# [RECORDS PROVIDED]

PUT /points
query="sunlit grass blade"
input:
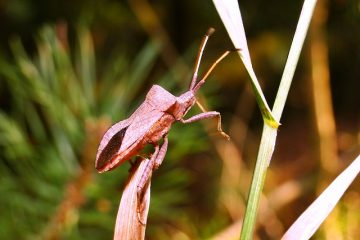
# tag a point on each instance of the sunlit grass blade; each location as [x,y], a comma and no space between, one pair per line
[306,225]
[229,12]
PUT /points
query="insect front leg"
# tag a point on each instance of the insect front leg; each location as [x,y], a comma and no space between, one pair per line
[153,164]
[160,157]
[147,172]
[206,115]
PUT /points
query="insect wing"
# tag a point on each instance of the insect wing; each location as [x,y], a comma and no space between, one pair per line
[140,125]
[111,143]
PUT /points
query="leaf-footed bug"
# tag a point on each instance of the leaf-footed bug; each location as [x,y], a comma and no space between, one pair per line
[152,121]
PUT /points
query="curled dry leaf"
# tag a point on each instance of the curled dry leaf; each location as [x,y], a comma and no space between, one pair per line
[131,225]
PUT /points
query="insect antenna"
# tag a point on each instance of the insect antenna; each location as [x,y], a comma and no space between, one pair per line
[209,32]
[208,72]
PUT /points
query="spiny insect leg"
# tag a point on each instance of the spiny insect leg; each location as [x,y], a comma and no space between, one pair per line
[206,115]
[160,157]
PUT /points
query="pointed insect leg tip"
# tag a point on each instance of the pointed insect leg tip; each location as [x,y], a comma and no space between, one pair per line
[225,136]
[210,31]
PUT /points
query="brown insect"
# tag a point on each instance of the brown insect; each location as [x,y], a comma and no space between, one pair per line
[151,122]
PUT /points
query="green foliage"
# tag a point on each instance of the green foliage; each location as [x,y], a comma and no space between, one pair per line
[58,109]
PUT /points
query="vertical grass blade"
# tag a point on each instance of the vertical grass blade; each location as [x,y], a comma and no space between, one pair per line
[306,225]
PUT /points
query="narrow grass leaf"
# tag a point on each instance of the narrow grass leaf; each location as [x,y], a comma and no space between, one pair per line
[306,225]
[230,15]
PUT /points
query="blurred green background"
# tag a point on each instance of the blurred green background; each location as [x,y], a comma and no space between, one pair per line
[70,69]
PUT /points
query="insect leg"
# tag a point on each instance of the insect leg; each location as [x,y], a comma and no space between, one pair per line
[206,115]
[144,180]
[160,157]
[147,172]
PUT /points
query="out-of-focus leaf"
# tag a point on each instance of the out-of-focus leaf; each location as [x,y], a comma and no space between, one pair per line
[306,225]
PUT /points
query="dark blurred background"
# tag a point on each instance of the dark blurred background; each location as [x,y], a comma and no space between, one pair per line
[70,69]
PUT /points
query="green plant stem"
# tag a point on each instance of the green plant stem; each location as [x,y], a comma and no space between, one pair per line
[266,150]
[269,134]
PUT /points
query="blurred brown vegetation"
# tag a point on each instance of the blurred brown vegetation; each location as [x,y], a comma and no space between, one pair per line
[201,188]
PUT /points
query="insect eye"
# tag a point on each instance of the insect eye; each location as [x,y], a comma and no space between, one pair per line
[111,148]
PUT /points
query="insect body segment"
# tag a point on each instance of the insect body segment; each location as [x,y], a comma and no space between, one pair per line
[151,122]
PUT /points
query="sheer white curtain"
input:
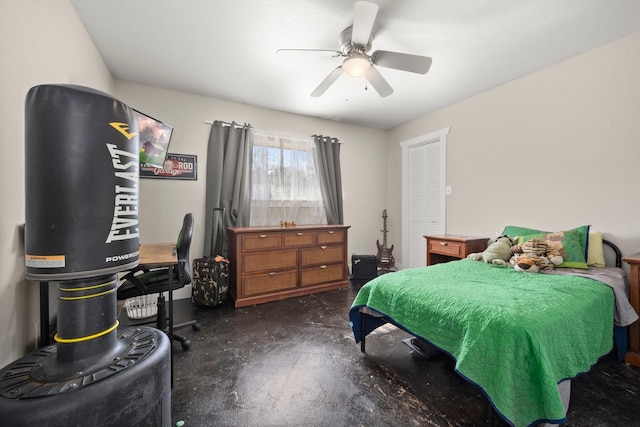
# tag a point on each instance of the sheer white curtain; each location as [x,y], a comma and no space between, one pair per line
[284,181]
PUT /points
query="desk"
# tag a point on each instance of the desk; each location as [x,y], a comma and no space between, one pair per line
[157,255]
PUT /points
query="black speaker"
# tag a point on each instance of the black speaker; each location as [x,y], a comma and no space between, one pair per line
[364,267]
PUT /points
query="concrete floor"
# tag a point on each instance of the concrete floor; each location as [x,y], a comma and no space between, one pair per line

# [YOUR OBJECTIVE]
How many lines in the entries contain the string "narrow", with case counting? Reply with the number alone.

# [ANSWER TO THIS PROBLEM]
2